Source data:
+ + +

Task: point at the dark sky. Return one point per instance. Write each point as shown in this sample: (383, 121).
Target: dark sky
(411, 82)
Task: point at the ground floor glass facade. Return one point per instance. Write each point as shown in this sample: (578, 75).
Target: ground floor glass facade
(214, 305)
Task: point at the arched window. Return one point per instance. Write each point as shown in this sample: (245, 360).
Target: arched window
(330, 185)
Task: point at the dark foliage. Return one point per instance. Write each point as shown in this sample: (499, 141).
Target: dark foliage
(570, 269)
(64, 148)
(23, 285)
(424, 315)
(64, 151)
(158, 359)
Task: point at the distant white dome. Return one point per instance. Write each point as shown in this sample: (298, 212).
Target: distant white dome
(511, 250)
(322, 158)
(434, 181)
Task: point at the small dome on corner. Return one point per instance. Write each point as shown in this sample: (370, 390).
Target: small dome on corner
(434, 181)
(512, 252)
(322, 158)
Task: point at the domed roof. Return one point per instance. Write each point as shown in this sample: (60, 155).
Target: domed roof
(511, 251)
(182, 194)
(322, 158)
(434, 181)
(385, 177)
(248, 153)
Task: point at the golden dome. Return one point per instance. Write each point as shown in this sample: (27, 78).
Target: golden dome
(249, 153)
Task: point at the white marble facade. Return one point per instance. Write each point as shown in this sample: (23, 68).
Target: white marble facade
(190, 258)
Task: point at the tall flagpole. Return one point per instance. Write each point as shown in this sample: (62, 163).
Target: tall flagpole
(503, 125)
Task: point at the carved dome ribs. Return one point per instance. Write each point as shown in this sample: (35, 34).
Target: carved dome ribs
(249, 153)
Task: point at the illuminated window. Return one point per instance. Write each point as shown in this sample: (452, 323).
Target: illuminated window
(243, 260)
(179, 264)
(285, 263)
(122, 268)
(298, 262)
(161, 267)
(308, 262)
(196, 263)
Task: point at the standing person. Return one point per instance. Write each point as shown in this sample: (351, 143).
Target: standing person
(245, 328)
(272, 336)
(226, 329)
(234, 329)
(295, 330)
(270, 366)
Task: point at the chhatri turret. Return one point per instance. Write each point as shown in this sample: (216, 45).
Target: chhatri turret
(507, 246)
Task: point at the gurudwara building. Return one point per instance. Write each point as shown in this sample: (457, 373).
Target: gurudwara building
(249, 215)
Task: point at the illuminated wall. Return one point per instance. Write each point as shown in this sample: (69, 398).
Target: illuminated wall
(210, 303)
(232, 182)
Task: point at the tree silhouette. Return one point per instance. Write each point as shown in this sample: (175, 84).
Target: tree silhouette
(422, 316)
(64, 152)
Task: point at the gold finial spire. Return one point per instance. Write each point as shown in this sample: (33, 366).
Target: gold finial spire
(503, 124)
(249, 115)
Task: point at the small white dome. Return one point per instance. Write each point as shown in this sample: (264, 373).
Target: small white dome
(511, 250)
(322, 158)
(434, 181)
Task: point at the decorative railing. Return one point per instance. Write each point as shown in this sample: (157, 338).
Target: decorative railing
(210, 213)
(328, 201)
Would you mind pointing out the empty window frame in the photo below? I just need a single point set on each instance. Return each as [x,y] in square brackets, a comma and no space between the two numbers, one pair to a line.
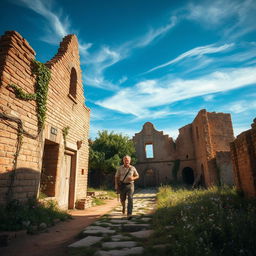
[149,151]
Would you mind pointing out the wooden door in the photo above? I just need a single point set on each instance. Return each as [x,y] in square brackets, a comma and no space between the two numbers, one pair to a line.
[64,181]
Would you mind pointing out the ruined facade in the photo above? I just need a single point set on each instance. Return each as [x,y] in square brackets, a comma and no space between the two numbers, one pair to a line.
[200,155]
[54,161]
[243,151]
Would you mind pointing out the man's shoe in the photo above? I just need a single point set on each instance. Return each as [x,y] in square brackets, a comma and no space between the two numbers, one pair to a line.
[129,216]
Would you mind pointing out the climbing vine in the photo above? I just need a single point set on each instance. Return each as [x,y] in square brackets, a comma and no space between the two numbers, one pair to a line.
[43,76]
[20,94]
[65,134]
[175,169]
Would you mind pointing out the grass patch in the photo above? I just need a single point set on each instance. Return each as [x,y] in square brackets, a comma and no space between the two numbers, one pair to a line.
[81,251]
[214,222]
[19,216]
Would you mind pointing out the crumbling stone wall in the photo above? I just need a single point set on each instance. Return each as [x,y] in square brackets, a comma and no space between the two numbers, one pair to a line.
[200,154]
[243,151]
[156,170]
[211,132]
[65,109]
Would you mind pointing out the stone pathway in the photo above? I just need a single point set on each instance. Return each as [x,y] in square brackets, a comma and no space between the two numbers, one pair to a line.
[115,235]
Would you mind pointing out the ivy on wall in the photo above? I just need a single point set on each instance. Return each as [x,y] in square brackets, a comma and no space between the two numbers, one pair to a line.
[175,169]
[65,134]
[43,76]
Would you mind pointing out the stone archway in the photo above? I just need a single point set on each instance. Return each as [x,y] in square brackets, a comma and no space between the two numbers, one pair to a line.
[149,178]
[188,176]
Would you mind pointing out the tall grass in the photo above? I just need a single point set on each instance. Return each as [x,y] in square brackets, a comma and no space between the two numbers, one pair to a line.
[215,222]
[29,215]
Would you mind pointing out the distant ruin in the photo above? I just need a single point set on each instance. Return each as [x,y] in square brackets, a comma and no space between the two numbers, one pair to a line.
[55,161]
[243,150]
[199,156]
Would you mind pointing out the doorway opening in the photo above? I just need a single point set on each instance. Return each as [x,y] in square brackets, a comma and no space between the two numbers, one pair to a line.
[188,175]
[49,168]
[68,180]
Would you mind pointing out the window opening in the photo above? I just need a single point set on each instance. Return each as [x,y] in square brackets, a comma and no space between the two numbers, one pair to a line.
[149,151]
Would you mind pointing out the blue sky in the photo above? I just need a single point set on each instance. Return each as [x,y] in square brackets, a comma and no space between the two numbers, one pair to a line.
[150,60]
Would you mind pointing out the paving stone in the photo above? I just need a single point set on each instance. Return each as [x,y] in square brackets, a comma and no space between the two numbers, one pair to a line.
[119,221]
[85,242]
[160,246]
[123,252]
[123,244]
[117,238]
[98,231]
[97,228]
[134,227]
[146,219]
[142,233]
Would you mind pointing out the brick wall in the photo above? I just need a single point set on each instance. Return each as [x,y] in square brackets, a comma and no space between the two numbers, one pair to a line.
[156,170]
[15,68]
[243,151]
[65,108]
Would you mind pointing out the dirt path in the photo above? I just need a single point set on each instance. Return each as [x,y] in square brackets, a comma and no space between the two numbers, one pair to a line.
[55,241]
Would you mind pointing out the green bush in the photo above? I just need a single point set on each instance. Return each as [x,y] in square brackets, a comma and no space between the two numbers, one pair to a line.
[217,221]
[17,216]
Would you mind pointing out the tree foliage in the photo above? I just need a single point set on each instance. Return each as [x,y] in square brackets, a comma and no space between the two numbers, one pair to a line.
[107,151]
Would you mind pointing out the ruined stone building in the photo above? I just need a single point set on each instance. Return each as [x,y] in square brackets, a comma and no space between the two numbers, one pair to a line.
[55,158]
[243,150]
[200,154]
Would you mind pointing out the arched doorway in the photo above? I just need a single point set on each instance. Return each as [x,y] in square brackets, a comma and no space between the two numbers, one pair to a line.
[188,175]
[149,178]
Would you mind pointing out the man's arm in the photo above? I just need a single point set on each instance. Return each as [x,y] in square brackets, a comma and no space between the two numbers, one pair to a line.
[135,176]
[117,178]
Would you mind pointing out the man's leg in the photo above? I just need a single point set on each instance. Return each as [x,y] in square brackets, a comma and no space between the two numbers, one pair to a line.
[122,199]
[130,200]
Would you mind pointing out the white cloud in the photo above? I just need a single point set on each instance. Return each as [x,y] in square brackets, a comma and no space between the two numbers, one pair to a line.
[59,27]
[217,14]
[241,106]
[198,51]
[139,99]
[98,62]
[209,97]
[94,129]
[154,33]
[239,129]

+ + +

What is being asked :: Quote every entry exactly, with the pictures omitted.

Your solution ::
Task: point at the dark sky. Return one point per instance. Write each point as shown in this sample: (383, 121).
Target: dark sky
(411, 82)
Task: point at the ground floor glass facade. Return one point per instance. Write each point as shown in this sample: (578, 75).
Target: ground floor glass facade
(214, 305)
Task: point at the arched window. Return one point per instance. Write each point as shown in this sample: (245, 360).
Target: arched window
(330, 185)
Task: point at the dark foliage. Return one point per instance. Write each point as shown in this sample: (499, 141).
Target: dark foliage
(570, 269)
(64, 148)
(23, 285)
(424, 315)
(64, 151)
(158, 359)
Task: point at the distant white dome. Return one point per instance. Write each point as shown in this sample: (298, 212).
Target: distant white dome
(511, 250)
(322, 158)
(434, 181)
Task: point at the small dome on corner. Return one point per instance. Write each point as shown in this sample: (370, 390).
Target: small dome on corner
(434, 181)
(512, 252)
(322, 158)
Task: point at the domed roof. Return one point per instance. Write each point as shown in this sample: (60, 155).
Target: domed roof
(511, 251)
(182, 194)
(322, 158)
(434, 181)
(385, 177)
(248, 153)
Task: point at the golden dome. Return one point per instance. Write each point as shown in this sample: (27, 78).
Target: golden dome
(249, 153)
Task: point at the white marble facade. Return one point per instance. Write each point as shown in this sample: (23, 68).
Target: white marble facade
(190, 258)
Task: point at the tall flagpole. Return one point per instance. Write each point as shown in this sample: (62, 163).
Target: tall flagpole
(503, 125)
Task: point at the carved dome ribs. Return one point per instance. Write each point as shown in this sample: (35, 34).
Target: carved dome ribs
(249, 153)
Task: point at the illuminated window. Return one point per instance. Write each point as shown in this sample: (452, 323).
Target: illuminated window
(243, 260)
(179, 264)
(285, 263)
(122, 268)
(298, 262)
(161, 267)
(308, 262)
(196, 263)
Task: point at the standing person. Return one point per instance. Write each point as shown in this sample: (351, 143).
Target: standing person
(245, 328)
(272, 336)
(226, 329)
(234, 329)
(295, 330)
(270, 366)
Task: point at the chhatri turret. Return one point per instance. Write each point as shown in this sample: (216, 45).
Target: chhatri turret
(507, 246)
Task: point at the gurudwara building. Return one point per instance. Write each point as shown in this sample: (457, 373).
Target: gurudwara building
(249, 215)
Task: point at the illuminated wall. Return one point per instance. Write each point as shown in this sample: (69, 398).
Target: illuminated wall
(210, 303)
(232, 182)
Task: point at the tree silhouette. Return one point per instance. Write each point as shown in this sample: (175, 84).
Target: tree silhouette
(422, 316)
(64, 152)
Task: point at the gold finial spire. Return one point per instance. Write each point as shown in this sample: (33, 366).
Target: gold finial spire
(503, 124)
(249, 115)
Task: point at the small white dome. Return one point per instance. Write each point as shown in this sample: (264, 373).
Target: small white dome
(511, 250)
(322, 158)
(434, 181)
Task: point at the decorative railing. Return one point per instance. Write each point as shown in this sample: (157, 338).
Target: decorative railing
(210, 213)
(328, 201)
Would you mind pointing out the empty window frame in the photo below? I just need a single point set on each instance. Return each as [x,y] in square brackets, a comma and no space between the two numbers, one pair to a line.
[149,151]
Would you mind pointing out the wooden door in the photo above? I just need a single point set on each instance. Return each as [x,y] in square brackets, a comma and no space between the two numbers, one pair to a line.
[64,181]
Would you mind pointing out the ruined facade in the photo above? I just need a single point set on each instance. Return each as [x,y] in square brackets, a comma and no space between the two numbers, one pair to a line.
[200,155]
[54,161]
[243,151]
Would you mind pointing out the man's shoe in the photo above? I just need a single point set on each instance. Return each as [x,y] in square brackets, a comma and no space between the two numbers, one pair to a line.
[129,216]
Would you mind pointing out the climbing vine in the photo above? I just need a single point set on each instance. Return each as [x,y] in square brackets, a comma and no space between the two numbers, one pair to a line.
[43,76]
[20,94]
[65,134]
[175,169]
Would you mind pointing out the grass patch in the photo above? I just need a single point set on each instance. Return each as [x,y] in square brackets, a comma and no space between the two numbers, one pair to a line.
[81,251]
[214,222]
[19,216]
Would you mind pointing out the crumbling stone wall in the photo above? I just need a single point set on each instance. Return each as [x,y] in square brackets, a comma and no space between the two numbers, one pair to a line.
[200,154]
[243,151]
[156,170]
[211,132]
[65,109]
Would you mind pointing out the stone pathway in the photo above? I just need a single point set on each instance. Return each as [x,y] in square brackets, a comma and no space between the two numbers, one pair to a line.
[115,235]
Would you mind pointing out the ivy on wall in the photo above? I just need a single point set on each instance. Return each as [x,y] in square brackets, a comma and no space between the two numbers, one pair to a line.
[175,169]
[65,134]
[43,76]
Would you mind pointing out the stone archway in the photo above? I just need a single point set on each instance. Return each as [x,y] in square brackets, a comma and no space between the two numbers, one pair to a line.
[149,178]
[188,176]
Would you mind pointing out the tall grass in the photo above? I just need a single point set on each instance. Return each as [x,y] in square brackets, a comma and no space between the two numbers, one pair to a line.
[215,222]
[29,215]
Would you mind pointing out the distant ruin in the photo above? I just need a single point set on each instance. Return each as [x,y] in square brackets, a comma and no space between the two numbers, one pair to a line.
[55,161]
[243,150]
[199,156]
Would you mind pointing out the doorway opening in the photo above? I just need a single point set on each instance. Return each as [x,y] in square brackets, a comma and no space between the two numbers, one pair to a line.
[188,175]
[49,168]
[68,180]
Would you mind pointing out the window opening in the photo above? I just need a single point set on each instance. Return each as [x,y] in square brackets, a comma and no space between the two numbers, one pair to a line.
[149,151]
Would you mind pointing out the blue sky in the photo above? I just need a single point set on each instance. Return each as [x,y] in square brackets, a comma and no space between the two numbers, one pair to a line.
[150,60]
Would you mind pointing out the paving stone in the photo above? I just need a single point set on each instance. Return each as [x,y] in square brackets, a comma and no space between the two numbers, one pair to a line.
[119,221]
[85,242]
[160,246]
[123,252]
[123,244]
[117,238]
[98,231]
[97,228]
[134,227]
[146,219]
[142,233]
Would you mind pointing out the brick wall in the photo above? I just need a single point set on each instance. Return each as [x,y] in square brackets, a comma and no space between the two numbers, one pair to a line.
[156,170]
[15,68]
[243,151]
[65,108]
Would you mind pointing out the dirt path in the photo above? I just need a single point set on each instance. Return each as [x,y] in square brackets, a comma and no space between the two numbers, one pair to a line.
[55,241]
Would you mind pointing out the green bush in the photo above? I just need a single point set on each instance. Return each as [x,y] in square brackets, a comma and no space between the two numbers, one pair to a line.
[217,221]
[17,216]
Would you mind pointing out the tree foliage in the photo above? I just need a single point set on each instance. Return each as [x,y] in square brackets, a comma and no space between the two numbers, one pair to a line.
[107,151]
Would you mind pointing out the ruined stone building in the photo above? I just need a single point set on each instance. Return each as [x,y] in square brackets, a comma and no space between the two numbers, one pair to a line.
[55,158]
[243,150]
[200,154]
Would you mind pointing out the arched doorway in the photo above? I just need a single point set on each instance. Return each as [x,y] in square brackets, a comma and no space between the two numbers, one pair to a line.
[188,175]
[149,178]
Would you mind pointing out the man's arm in the photo above? I just need a single point set on each instance. Return each as [x,y] in square brackets, a comma and no space between the two numbers, one pair to a line.
[135,176]
[117,178]
Would you mind pointing out the man's leg in the photo above? I just need a single point set on each instance. Return each as [x,y] in square brackets, a comma and no space between the two numbers, one pair to a line.
[122,199]
[130,200]
Would you mind pointing out the white cloud in the photo above? I just need a single point set on each instance. Return each as [x,y] in square brackets, a comma and no space between the two numbers, one pair to a line.
[59,27]
[217,14]
[241,106]
[198,51]
[139,99]
[98,62]
[209,97]
[94,129]
[154,33]
[239,129]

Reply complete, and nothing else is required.